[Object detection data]
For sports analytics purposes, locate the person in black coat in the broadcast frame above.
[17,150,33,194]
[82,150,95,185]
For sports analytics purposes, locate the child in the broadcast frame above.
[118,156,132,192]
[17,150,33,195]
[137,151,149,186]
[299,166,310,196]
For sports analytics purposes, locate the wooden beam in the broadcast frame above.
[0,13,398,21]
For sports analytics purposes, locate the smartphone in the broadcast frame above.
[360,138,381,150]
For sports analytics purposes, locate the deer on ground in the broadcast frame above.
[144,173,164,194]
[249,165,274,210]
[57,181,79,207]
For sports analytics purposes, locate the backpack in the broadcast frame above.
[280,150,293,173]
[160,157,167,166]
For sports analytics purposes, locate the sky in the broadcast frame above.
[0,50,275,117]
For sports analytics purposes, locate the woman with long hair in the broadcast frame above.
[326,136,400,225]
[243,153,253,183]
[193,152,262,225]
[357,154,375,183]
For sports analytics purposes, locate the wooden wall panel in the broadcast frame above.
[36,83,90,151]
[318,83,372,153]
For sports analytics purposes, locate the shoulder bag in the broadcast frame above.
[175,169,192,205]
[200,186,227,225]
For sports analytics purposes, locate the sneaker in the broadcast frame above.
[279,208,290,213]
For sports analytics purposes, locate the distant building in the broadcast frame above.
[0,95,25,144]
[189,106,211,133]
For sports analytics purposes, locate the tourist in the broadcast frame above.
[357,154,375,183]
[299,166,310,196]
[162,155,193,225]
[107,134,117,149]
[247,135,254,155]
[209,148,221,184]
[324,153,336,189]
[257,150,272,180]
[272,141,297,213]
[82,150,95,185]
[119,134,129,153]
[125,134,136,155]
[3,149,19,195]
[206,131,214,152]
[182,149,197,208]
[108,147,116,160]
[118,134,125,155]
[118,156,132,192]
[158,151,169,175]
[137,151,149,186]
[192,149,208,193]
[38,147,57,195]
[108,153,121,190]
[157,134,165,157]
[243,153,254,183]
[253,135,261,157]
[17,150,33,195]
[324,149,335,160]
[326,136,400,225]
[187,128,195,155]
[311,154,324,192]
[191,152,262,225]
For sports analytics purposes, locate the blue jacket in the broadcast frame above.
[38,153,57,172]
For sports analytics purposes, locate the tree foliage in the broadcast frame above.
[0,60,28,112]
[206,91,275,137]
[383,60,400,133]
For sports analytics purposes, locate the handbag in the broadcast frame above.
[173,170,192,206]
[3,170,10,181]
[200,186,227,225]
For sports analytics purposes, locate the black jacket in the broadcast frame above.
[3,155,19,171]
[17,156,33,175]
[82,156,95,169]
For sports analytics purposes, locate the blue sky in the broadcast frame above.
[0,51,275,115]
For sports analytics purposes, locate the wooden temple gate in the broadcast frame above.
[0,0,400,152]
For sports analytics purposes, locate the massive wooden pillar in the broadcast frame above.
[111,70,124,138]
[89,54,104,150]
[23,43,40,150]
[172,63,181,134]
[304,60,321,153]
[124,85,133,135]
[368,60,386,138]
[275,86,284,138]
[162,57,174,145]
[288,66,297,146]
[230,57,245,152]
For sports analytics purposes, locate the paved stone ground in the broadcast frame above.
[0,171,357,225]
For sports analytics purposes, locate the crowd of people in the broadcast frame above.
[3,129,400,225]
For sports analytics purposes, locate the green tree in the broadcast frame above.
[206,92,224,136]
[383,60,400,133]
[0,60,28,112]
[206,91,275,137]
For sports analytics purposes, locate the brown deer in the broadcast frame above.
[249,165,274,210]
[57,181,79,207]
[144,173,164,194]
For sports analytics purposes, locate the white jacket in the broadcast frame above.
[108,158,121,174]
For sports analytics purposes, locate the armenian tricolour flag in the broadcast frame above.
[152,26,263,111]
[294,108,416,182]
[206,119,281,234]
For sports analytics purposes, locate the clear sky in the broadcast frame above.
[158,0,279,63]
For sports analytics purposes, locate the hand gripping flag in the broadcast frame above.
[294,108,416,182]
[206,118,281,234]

SHORT EXERCISE » Reproduce all of the records above word for word, keeping each line as it appears.

EXERCISE SOLUTION »
For sports analytics purposes, locate the person in black coat in the broadcast frame above.
[17,150,33,194]
[82,150,95,185]
For sports analytics purposes, locate the child in the broadcast frame above.
[118,156,132,192]
[17,150,33,195]
[137,151,149,186]
[299,166,310,196]
For sports analytics purposes, locate the wooden beam in the broadcast frame above.
[0,13,398,21]
For sports analytics purposes, locate the smartphone in the broadcast frame above.
[360,138,381,150]
For sports analytics purposes, locate the deer on ground in the broadcast frame above.
[144,173,164,194]
[249,165,274,210]
[57,181,79,207]
For sports analytics purposes, locate the backpack in the broadcast frame above.
[280,150,293,173]
[160,157,167,166]
For sports analytics purposes, locate the sky in the broadcast frame above.
[0,50,275,117]
For sports analytics purposes, locate the woman with long hair in the broadcast frame above.
[326,136,400,225]
[243,153,253,183]
[193,152,262,225]
[357,154,375,183]
For sports analytics purposes, locate the wooden wall panel in the broadcast frame above.
[36,83,90,151]
[318,83,372,153]
For sports analytics purposes, locate the shoulder bag in the broadcast frame above.
[175,169,192,205]
[200,186,227,225]
For sports analytics purposes, locate the sneaker in the broadcast frame above.
[279,208,290,213]
For sports analytics purposes, locate the distant building in the broadcast frame above.
[0,95,25,144]
[189,106,211,133]
For sports analytics purposes, locate the tourist in the broadcast frame above.
[357,154,375,183]
[299,166,310,196]
[162,155,193,225]
[107,134,117,149]
[247,135,254,155]
[209,148,221,184]
[324,153,336,189]
[257,150,272,180]
[272,141,297,213]
[82,150,95,185]
[119,134,129,153]
[125,134,136,155]
[3,149,19,195]
[206,131,214,152]
[182,149,197,208]
[108,147,116,160]
[118,134,125,155]
[118,156,132,192]
[158,151,169,175]
[137,151,149,186]
[192,149,208,193]
[38,147,57,195]
[108,153,121,190]
[157,134,165,157]
[243,153,254,183]
[253,135,261,157]
[17,150,33,195]
[324,149,335,160]
[326,136,400,225]
[187,128,195,155]
[311,154,324,192]
[191,152,262,225]
For sports analytics purposes, locate the blue jacket in the broadcast frame above.
[38,153,57,172]
For sports analytics purposes, locate the tree foliage in the broadcast frame above.
[0,60,28,112]
[206,91,275,137]
[383,60,400,133]
For sports analytics purposes, locate the handbag in the broadcast frame above.
[173,170,192,206]
[3,170,10,181]
[200,186,227,225]
For sports analytics purposes, locate the black jacket in the broadcast frame above.
[3,155,19,171]
[17,156,33,175]
[82,156,95,169]
For sports analytics purposes, locate the blue sky in the broadcast frame above.
[0,51,275,115]
For sports analytics purposes, locate the wooden temple gate in the broadcast frame above.
[0,0,400,152]
For sports analytics purposes, locate the massive wooden pillar in the broadcast frame above.
[111,70,124,138]
[89,54,104,150]
[23,43,40,150]
[172,63,181,134]
[304,60,321,153]
[124,85,133,135]
[368,60,386,138]
[275,86,284,138]
[162,57,174,145]
[288,66,297,146]
[230,57,245,152]
For sports analytics purposes, locate the paved stone ground in the broadcast frame above.
[0,171,357,225]
For sports analytics purposes, locate the crowd of people in the broadcast frame above.
[3,129,400,225]
For sports analytics purposes, locate the green tree in the broadcast frame above.
[206,92,224,136]
[383,60,400,133]
[0,60,28,112]
[206,91,275,137]
For sports analytics purposes, locate the brown deer in the broadcast frame above.
[249,165,274,210]
[57,181,79,207]
[144,173,164,194]
For sports analytics purposes, locate the white jacket in the broadcast frame above.
[108,158,121,174]
For sports analytics purposes, locate the armenian tricolour flag in the broadcast frame above.
[152,26,263,111]
[294,108,416,182]
[206,119,281,234]
For sports analytics purposes, locate the clear sky in the broadcast frame above.
[158,0,279,63]
For sports analytics purposes, locate the hand gripping flag in the broadcast frame above.
[294,108,416,182]
[206,118,281,234]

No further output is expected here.